> **Problem statement**:
Gather every line in the records below that contains the word "rock".

> **Source material**:

= = =

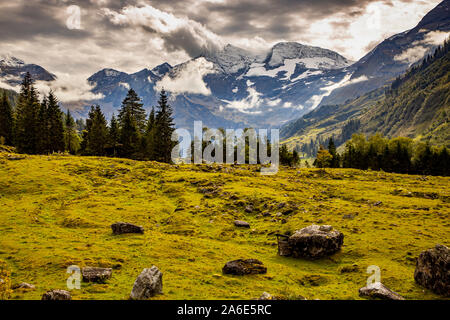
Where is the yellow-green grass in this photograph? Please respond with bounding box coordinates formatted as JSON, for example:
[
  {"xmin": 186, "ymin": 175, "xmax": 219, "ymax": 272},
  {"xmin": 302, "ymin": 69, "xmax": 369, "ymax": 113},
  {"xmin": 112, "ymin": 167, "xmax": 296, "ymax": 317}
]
[{"xmin": 0, "ymin": 152, "xmax": 449, "ymax": 300}]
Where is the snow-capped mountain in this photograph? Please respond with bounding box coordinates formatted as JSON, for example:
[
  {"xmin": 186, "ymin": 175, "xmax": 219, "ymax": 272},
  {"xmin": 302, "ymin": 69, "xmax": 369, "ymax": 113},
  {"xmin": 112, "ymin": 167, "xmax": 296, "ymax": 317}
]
[
  {"xmin": 0, "ymin": 54, "xmax": 55, "ymax": 86},
  {"xmin": 81, "ymin": 41, "xmax": 354, "ymax": 129}
]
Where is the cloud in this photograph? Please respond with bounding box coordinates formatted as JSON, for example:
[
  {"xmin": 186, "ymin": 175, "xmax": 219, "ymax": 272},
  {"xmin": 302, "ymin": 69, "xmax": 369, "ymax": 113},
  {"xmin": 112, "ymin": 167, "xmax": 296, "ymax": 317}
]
[
  {"xmin": 102, "ymin": 4, "xmax": 224, "ymax": 57},
  {"xmin": 34, "ymin": 72, "xmax": 104, "ymax": 105},
  {"xmin": 155, "ymin": 57, "xmax": 215, "ymax": 95},
  {"xmin": 394, "ymin": 30, "xmax": 450, "ymax": 64}
]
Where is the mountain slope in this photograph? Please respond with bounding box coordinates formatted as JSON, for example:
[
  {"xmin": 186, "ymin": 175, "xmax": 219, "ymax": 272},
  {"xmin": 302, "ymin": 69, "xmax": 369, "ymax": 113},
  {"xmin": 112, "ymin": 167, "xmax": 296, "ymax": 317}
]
[
  {"xmin": 0, "ymin": 55, "xmax": 55, "ymax": 86},
  {"xmin": 320, "ymin": 0, "xmax": 450, "ymax": 107},
  {"xmin": 282, "ymin": 40, "xmax": 450, "ymax": 149}
]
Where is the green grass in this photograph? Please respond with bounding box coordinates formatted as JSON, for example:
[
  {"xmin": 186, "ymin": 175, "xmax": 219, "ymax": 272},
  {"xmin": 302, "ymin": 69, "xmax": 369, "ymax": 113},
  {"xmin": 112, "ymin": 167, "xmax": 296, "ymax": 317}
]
[{"xmin": 0, "ymin": 152, "xmax": 449, "ymax": 300}]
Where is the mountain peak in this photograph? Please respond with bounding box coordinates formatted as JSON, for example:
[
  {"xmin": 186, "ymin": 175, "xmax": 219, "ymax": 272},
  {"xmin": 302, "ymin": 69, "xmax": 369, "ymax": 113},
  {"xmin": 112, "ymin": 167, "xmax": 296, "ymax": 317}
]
[
  {"xmin": 266, "ymin": 41, "xmax": 351, "ymax": 69},
  {"xmin": 0, "ymin": 54, "xmax": 25, "ymax": 67},
  {"xmin": 152, "ymin": 62, "xmax": 172, "ymax": 77}
]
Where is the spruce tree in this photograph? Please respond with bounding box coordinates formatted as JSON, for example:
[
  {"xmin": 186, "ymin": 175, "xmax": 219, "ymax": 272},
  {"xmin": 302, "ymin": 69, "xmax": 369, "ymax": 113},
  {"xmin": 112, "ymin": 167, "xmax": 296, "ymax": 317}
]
[
  {"xmin": 64, "ymin": 109, "xmax": 79, "ymax": 154},
  {"xmin": 327, "ymin": 137, "xmax": 339, "ymax": 168},
  {"xmin": 144, "ymin": 108, "xmax": 156, "ymax": 160},
  {"xmin": 14, "ymin": 72, "xmax": 40, "ymax": 154},
  {"xmin": 46, "ymin": 91, "xmax": 65, "ymax": 153},
  {"xmin": 37, "ymin": 95, "xmax": 49, "ymax": 153},
  {"xmin": 87, "ymin": 105, "xmax": 108, "ymax": 156},
  {"xmin": 108, "ymin": 114, "xmax": 120, "ymax": 157},
  {"xmin": 119, "ymin": 109, "xmax": 141, "ymax": 157},
  {"xmin": 0, "ymin": 92, "xmax": 13, "ymax": 145},
  {"xmin": 154, "ymin": 89, "xmax": 176, "ymax": 163},
  {"xmin": 118, "ymin": 88, "xmax": 146, "ymax": 133}
]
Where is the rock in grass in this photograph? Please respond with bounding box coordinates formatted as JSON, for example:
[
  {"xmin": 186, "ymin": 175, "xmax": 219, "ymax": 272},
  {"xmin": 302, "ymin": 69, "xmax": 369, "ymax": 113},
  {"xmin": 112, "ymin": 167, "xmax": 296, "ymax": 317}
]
[
  {"xmin": 222, "ymin": 259, "xmax": 267, "ymax": 275},
  {"xmin": 286, "ymin": 224, "xmax": 343, "ymax": 259},
  {"xmin": 82, "ymin": 267, "xmax": 112, "ymax": 283},
  {"xmin": 234, "ymin": 220, "xmax": 250, "ymax": 228},
  {"xmin": 111, "ymin": 222, "xmax": 144, "ymax": 235},
  {"xmin": 414, "ymin": 244, "xmax": 449, "ymax": 296},
  {"xmin": 12, "ymin": 282, "xmax": 35, "ymax": 290},
  {"xmin": 359, "ymin": 282, "xmax": 404, "ymax": 300},
  {"xmin": 130, "ymin": 266, "xmax": 163, "ymax": 300},
  {"xmin": 259, "ymin": 292, "xmax": 274, "ymax": 300},
  {"xmin": 41, "ymin": 289, "xmax": 71, "ymax": 300}
]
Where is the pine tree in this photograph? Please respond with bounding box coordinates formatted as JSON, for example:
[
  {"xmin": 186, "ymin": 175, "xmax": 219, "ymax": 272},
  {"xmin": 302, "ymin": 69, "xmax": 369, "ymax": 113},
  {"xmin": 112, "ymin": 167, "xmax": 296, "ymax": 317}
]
[
  {"xmin": 144, "ymin": 108, "xmax": 156, "ymax": 160},
  {"xmin": 14, "ymin": 72, "xmax": 40, "ymax": 154},
  {"xmin": 108, "ymin": 114, "xmax": 120, "ymax": 157},
  {"xmin": 0, "ymin": 92, "xmax": 13, "ymax": 145},
  {"xmin": 327, "ymin": 137, "xmax": 339, "ymax": 168},
  {"xmin": 46, "ymin": 91, "xmax": 65, "ymax": 153},
  {"xmin": 36, "ymin": 95, "xmax": 49, "ymax": 153},
  {"xmin": 118, "ymin": 88, "xmax": 146, "ymax": 133},
  {"xmin": 154, "ymin": 89, "xmax": 176, "ymax": 163},
  {"xmin": 64, "ymin": 109, "xmax": 79, "ymax": 154},
  {"xmin": 83, "ymin": 105, "xmax": 108, "ymax": 156},
  {"xmin": 119, "ymin": 109, "xmax": 141, "ymax": 157}
]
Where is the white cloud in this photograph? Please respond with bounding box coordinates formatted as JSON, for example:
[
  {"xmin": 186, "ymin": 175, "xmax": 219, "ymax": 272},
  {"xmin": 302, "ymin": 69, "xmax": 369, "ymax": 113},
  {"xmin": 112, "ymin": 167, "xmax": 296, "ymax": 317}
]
[
  {"xmin": 119, "ymin": 82, "xmax": 130, "ymax": 90},
  {"xmin": 34, "ymin": 72, "xmax": 104, "ymax": 104},
  {"xmin": 394, "ymin": 30, "xmax": 450, "ymax": 64},
  {"xmin": 155, "ymin": 57, "xmax": 215, "ymax": 95}
]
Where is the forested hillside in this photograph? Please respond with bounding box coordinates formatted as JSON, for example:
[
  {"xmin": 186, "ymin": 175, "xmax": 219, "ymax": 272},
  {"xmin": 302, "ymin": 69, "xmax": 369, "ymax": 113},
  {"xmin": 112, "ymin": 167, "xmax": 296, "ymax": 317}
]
[{"xmin": 282, "ymin": 40, "xmax": 450, "ymax": 153}]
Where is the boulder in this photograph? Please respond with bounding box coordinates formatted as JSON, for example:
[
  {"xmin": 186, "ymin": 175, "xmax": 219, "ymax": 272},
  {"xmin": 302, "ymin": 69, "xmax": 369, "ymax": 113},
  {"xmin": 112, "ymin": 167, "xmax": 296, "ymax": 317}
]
[
  {"xmin": 359, "ymin": 282, "xmax": 404, "ymax": 300},
  {"xmin": 414, "ymin": 244, "xmax": 449, "ymax": 296},
  {"xmin": 234, "ymin": 220, "xmax": 250, "ymax": 228},
  {"xmin": 284, "ymin": 225, "xmax": 344, "ymax": 259},
  {"xmin": 259, "ymin": 292, "xmax": 274, "ymax": 300},
  {"xmin": 130, "ymin": 266, "xmax": 163, "ymax": 300},
  {"xmin": 222, "ymin": 259, "xmax": 267, "ymax": 275},
  {"xmin": 82, "ymin": 267, "xmax": 112, "ymax": 283},
  {"xmin": 111, "ymin": 222, "xmax": 144, "ymax": 235},
  {"xmin": 41, "ymin": 289, "xmax": 71, "ymax": 300},
  {"xmin": 12, "ymin": 282, "xmax": 35, "ymax": 290}
]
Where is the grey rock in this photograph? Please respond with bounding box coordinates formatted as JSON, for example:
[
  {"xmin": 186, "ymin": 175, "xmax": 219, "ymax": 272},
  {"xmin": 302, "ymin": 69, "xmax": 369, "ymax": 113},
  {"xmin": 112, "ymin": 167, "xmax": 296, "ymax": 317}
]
[
  {"xmin": 359, "ymin": 282, "xmax": 404, "ymax": 300},
  {"xmin": 282, "ymin": 224, "xmax": 344, "ymax": 259},
  {"xmin": 12, "ymin": 282, "xmax": 35, "ymax": 290},
  {"xmin": 82, "ymin": 267, "xmax": 112, "ymax": 283},
  {"xmin": 130, "ymin": 266, "xmax": 163, "ymax": 300},
  {"xmin": 111, "ymin": 222, "xmax": 144, "ymax": 235},
  {"xmin": 259, "ymin": 292, "xmax": 274, "ymax": 300},
  {"xmin": 414, "ymin": 244, "xmax": 449, "ymax": 296},
  {"xmin": 222, "ymin": 259, "xmax": 267, "ymax": 275},
  {"xmin": 41, "ymin": 289, "xmax": 71, "ymax": 300},
  {"xmin": 234, "ymin": 220, "xmax": 250, "ymax": 228}
]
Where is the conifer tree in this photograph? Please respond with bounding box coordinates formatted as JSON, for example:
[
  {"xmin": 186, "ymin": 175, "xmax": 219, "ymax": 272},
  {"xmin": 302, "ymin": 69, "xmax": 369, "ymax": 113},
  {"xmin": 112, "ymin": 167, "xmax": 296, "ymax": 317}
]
[
  {"xmin": 144, "ymin": 108, "xmax": 156, "ymax": 160},
  {"xmin": 108, "ymin": 114, "xmax": 120, "ymax": 157},
  {"xmin": 119, "ymin": 109, "xmax": 141, "ymax": 157},
  {"xmin": 118, "ymin": 88, "xmax": 146, "ymax": 133},
  {"xmin": 14, "ymin": 72, "xmax": 40, "ymax": 154},
  {"xmin": 154, "ymin": 89, "xmax": 176, "ymax": 163},
  {"xmin": 64, "ymin": 109, "xmax": 79, "ymax": 154},
  {"xmin": 36, "ymin": 95, "xmax": 49, "ymax": 153},
  {"xmin": 0, "ymin": 92, "xmax": 13, "ymax": 145},
  {"xmin": 83, "ymin": 105, "xmax": 108, "ymax": 156},
  {"xmin": 46, "ymin": 91, "xmax": 65, "ymax": 153},
  {"xmin": 327, "ymin": 137, "xmax": 340, "ymax": 168}
]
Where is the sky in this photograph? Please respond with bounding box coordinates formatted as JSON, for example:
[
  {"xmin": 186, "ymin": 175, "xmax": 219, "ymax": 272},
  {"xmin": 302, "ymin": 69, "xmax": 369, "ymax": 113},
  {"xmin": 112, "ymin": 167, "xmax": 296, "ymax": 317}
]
[{"xmin": 0, "ymin": 0, "xmax": 443, "ymax": 101}]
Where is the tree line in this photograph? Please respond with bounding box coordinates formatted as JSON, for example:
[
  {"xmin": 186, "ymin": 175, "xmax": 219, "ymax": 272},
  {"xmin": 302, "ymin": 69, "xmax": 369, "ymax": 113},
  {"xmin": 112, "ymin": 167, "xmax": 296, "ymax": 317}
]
[
  {"xmin": 0, "ymin": 72, "xmax": 176, "ymax": 162},
  {"xmin": 314, "ymin": 134, "xmax": 449, "ymax": 176}
]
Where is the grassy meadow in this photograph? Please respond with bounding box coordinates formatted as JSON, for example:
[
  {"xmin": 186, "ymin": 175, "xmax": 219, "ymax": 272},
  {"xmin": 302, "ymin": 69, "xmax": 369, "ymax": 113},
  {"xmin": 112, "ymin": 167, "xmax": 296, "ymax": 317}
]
[{"xmin": 0, "ymin": 150, "xmax": 449, "ymax": 300}]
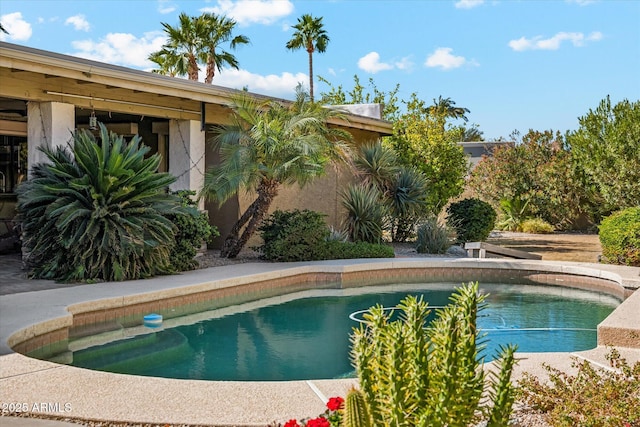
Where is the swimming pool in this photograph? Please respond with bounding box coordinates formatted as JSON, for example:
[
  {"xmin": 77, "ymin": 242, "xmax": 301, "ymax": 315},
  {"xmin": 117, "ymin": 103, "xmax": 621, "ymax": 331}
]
[{"xmin": 66, "ymin": 283, "xmax": 618, "ymax": 381}]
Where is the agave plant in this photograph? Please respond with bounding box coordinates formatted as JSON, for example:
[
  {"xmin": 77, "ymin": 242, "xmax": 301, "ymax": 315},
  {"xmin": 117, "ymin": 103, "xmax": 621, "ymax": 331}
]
[
  {"xmin": 351, "ymin": 142, "xmax": 429, "ymax": 242},
  {"xmin": 341, "ymin": 183, "xmax": 386, "ymax": 244},
  {"xmin": 17, "ymin": 124, "xmax": 182, "ymax": 282}
]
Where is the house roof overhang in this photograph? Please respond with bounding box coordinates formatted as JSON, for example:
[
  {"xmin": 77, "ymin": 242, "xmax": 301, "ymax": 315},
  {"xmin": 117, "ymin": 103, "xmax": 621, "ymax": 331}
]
[{"xmin": 0, "ymin": 41, "xmax": 393, "ymax": 136}]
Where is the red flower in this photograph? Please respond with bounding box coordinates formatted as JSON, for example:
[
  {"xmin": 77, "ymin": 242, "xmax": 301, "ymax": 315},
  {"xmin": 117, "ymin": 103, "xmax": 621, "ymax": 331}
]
[
  {"xmin": 326, "ymin": 396, "xmax": 344, "ymax": 411},
  {"xmin": 306, "ymin": 417, "xmax": 330, "ymax": 427},
  {"xmin": 284, "ymin": 420, "xmax": 300, "ymax": 427}
]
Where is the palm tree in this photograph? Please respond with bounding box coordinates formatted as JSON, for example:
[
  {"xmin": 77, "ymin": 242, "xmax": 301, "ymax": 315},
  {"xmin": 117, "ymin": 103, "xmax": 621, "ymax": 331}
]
[
  {"xmin": 201, "ymin": 87, "xmax": 351, "ymax": 258},
  {"xmin": 0, "ymin": 23, "xmax": 8, "ymax": 34},
  {"xmin": 200, "ymin": 13, "xmax": 250, "ymax": 84},
  {"xmin": 153, "ymin": 12, "xmax": 206, "ymax": 81},
  {"xmin": 149, "ymin": 48, "xmax": 185, "ymax": 77},
  {"xmin": 286, "ymin": 14, "xmax": 330, "ymax": 101},
  {"xmin": 428, "ymin": 96, "xmax": 470, "ymax": 122}
]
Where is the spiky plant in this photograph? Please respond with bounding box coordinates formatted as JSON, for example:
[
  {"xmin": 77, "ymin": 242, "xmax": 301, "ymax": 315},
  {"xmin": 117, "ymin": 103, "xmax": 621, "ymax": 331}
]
[
  {"xmin": 350, "ymin": 282, "xmax": 518, "ymax": 427},
  {"xmin": 351, "ymin": 142, "xmax": 429, "ymax": 242},
  {"xmin": 341, "ymin": 183, "xmax": 386, "ymax": 244},
  {"xmin": 17, "ymin": 124, "xmax": 182, "ymax": 282},
  {"xmin": 343, "ymin": 387, "xmax": 372, "ymax": 427}
]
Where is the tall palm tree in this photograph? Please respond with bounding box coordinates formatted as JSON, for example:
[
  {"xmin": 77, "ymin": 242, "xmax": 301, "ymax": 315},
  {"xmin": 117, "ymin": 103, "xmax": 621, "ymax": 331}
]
[
  {"xmin": 155, "ymin": 12, "xmax": 204, "ymax": 81},
  {"xmin": 428, "ymin": 96, "xmax": 470, "ymax": 122},
  {"xmin": 201, "ymin": 87, "xmax": 351, "ymax": 258},
  {"xmin": 286, "ymin": 14, "xmax": 330, "ymax": 101},
  {"xmin": 149, "ymin": 48, "xmax": 185, "ymax": 77},
  {"xmin": 200, "ymin": 13, "xmax": 250, "ymax": 84}
]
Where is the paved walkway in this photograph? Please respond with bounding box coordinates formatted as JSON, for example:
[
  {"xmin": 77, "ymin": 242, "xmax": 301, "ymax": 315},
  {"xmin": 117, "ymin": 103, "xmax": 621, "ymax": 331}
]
[{"xmin": 1, "ymin": 254, "xmax": 639, "ymax": 425}]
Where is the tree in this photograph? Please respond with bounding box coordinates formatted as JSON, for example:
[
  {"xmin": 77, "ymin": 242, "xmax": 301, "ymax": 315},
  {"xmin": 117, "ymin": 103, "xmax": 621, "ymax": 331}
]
[
  {"xmin": 150, "ymin": 12, "xmax": 248, "ymax": 83},
  {"xmin": 200, "ymin": 13, "xmax": 249, "ymax": 84},
  {"xmin": 154, "ymin": 12, "xmax": 203, "ymax": 81},
  {"xmin": 286, "ymin": 14, "xmax": 330, "ymax": 101},
  {"xmin": 149, "ymin": 48, "xmax": 185, "ymax": 77},
  {"xmin": 16, "ymin": 124, "xmax": 182, "ymax": 282},
  {"xmin": 566, "ymin": 96, "xmax": 640, "ymax": 217},
  {"xmin": 388, "ymin": 94, "xmax": 468, "ymax": 214},
  {"xmin": 319, "ymin": 74, "xmax": 401, "ymax": 121},
  {"xmin": 0, "ymin": 23, "xmax": 8, "ymax": 34},
  {"xmin": 427, "ymin": 95, "xmax": 471, "ymax": 122},
  {"xmin": 467, "ymin": 130, "xmax": 591, "ymax": 229},
  {"xmin": 201, "ymin": 87, "xmax": 351, "ymax": 258}
]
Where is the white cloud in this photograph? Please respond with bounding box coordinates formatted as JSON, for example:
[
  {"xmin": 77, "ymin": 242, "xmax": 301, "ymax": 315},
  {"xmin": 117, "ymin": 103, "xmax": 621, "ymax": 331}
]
[
  {"xmin": 455, "ymin": 0, "xmax": 484, "ymax": 9},
  {"xmin": 212, "ymin": 68, "xmax": 308, "ymax": 98},
  {"xmin": 157, "ymin": 0, "xmax": 176, "ymax": 14},
  {"xmin": 358, "ymin": 52, "xmax": 394, "ymax": 73},
  {"xmin": 70, "ymin": 31, "xmax": 167, "ymax": 68},
  {"xmin": 395, "ymin": 56, "xmax": 415, "ymax": 71},
  {"xmin": 454, "ymin": 0, "xmax": 484, "ymax": 9},
  {"xmin": 65, "ymin": 14, "xmax": 90, "ymax": 32},
  {"xmin": 566, "ymin": 0, "xmax": 597, "ymax": 5},
  {"xmin": 425, "ymin": 47, "xmax": 467, "ymax": 70},
  {"xmin": 200, "ymin": 0, "xmax": 294, "ymax": 25},
  {"xmin": 0, "ymin": 12, "xmax": 33, "ymax": 41},
  {"xmin": 509, "ymin": 31, "xmax": 603, "ymax": 51}
]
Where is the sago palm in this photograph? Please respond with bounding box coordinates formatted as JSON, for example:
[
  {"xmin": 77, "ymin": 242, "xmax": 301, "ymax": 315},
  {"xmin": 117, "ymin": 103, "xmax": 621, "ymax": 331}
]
[
  {"xmin": 201, "ymin": 87, "xmax": 351, "ymax": 258},
  {"xmin": 286, "ymin": 14, "xmax": 330, "ymax": 100},
  {"xmin": 17, "ymin": 124, "xmax": 181, "ymax": 282}
]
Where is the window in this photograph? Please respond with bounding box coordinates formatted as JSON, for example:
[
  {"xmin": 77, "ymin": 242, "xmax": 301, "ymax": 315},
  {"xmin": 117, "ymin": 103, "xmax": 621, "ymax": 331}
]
[{"xmin": 0, "ymin": 135, "xmax": 27, "ymax": 194}]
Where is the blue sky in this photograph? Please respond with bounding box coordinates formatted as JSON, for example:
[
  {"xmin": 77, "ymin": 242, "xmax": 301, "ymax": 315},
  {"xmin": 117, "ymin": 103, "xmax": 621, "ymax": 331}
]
[{"xmin": 1, "ymin": 0, "xmax": 639, "ymax": 140}]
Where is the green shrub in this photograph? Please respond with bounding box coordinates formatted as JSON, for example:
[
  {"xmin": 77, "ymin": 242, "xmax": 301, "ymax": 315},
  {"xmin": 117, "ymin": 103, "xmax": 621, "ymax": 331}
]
[
  {"xmin": 257, "ymin": 209, "xmax": 329, "ymax": 261},
  {"xmin": 520, "ymin": 218, "xmax": 554, "ymax": 234},
  {"xmin": 350, "ymin": 282, "xmax": 517, "ymax": 426},
  {"xmin": 416, "ymin": 218, "xmax": 451, "ymax": 254},
  {"xmin": 318, "ymin": 240, "xmax": 394, "ymax": 259},
  {"xmin": 599, "ymin": 207, "xmax": 640, "ymax": 266},
  {"xmin": 497, "ymin": 197, "xmax": 530, "ymax": 232},
  {"xmin": 517, "ymin": 348, "xmax": 640, "ymax": 427},
  {"xmin": 16, "ymin": 124, "xmax": 182, "ymax": 282},
  {"xmin": 447, "ymin": 198, "xmax": 497, "ymax": 243},
  {"xmin": 166, "ymin": 191, "xmax": 218, "ymax": 271},
  {"xmin": 342, "ymin": 184, "xmax": 386, "ymax": 244}
]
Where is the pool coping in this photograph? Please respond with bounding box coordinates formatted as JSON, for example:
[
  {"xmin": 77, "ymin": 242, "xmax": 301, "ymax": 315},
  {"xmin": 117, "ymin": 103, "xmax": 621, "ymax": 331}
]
[{"xmin": 1, "ymin": 258, "xmax": 639, "ymax": 425}]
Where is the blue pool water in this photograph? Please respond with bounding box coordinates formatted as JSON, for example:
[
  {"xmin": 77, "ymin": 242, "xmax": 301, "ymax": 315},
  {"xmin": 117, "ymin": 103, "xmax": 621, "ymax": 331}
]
[{"xmin": 67, "ymin": 283, "xmax": 618, "ymax": 381}]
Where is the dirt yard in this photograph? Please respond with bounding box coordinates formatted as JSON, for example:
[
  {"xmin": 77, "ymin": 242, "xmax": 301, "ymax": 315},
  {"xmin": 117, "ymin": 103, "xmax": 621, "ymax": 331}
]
[{"xmin": 486, "ymin": 231, "xmax": 602, "ymax": 263}]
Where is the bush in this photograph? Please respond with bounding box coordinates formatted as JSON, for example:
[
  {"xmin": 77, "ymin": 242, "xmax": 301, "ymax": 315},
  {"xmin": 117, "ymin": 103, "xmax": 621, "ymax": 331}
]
[
  {"xmin": 257, "ymin": 209, "xmax": 329, "ymax": 262},
  {"xmin": 520, "ymin": 218, "xmax": 554, "ymax": 234},
  {"xmin": 342, "ymin": 184, "xmax": 386, "ymax": 244},
  {"xmin": 350, "ymin": 282, "xmax": 518, "ymax": 426},
  {"xmin": 318, "ymin": 240, "xmax": 394, "ymax": 259},
  {"xmin": 599, "ymin": 207, "xmax": 640, "ymax": 266},
  {"xmin": 416, "ymin": 218, "xmax": 451, "ymax": 254},
  {"xmin": 16, "ymin": 124, "xmax": 182, "ymax": 282},
  {"xmin": 166, "ymin": 191, "xmax": 217, "ymax": 271},
  {"xmin": 447, "ymin": 198, "xmax": 497, "ymax": 243},
  {"xmin": 517, "ymin": 349, "xmax": 640, "ymax": 427}
]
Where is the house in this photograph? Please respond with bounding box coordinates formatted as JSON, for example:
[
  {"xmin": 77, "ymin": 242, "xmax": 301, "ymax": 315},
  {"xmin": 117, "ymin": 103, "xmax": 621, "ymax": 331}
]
[
  {"xmin": 458, "ymin": 141, "xmax": 513, "ymax": 170},
  {"xmin": 0, "ymin": 41, "xmax": 392, "ymax": 248}
]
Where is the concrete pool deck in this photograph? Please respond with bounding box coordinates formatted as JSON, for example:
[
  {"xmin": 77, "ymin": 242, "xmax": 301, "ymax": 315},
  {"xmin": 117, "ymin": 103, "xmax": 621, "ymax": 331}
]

= = =

> **Finished exercise**:
Where is the rock in grass in this photograph? Please respond with bounding box coordinates formatted as JSON, for example:
Where is the grey rock in this photograph? Please respond with bounding box coordinates formatted as JSON, for example:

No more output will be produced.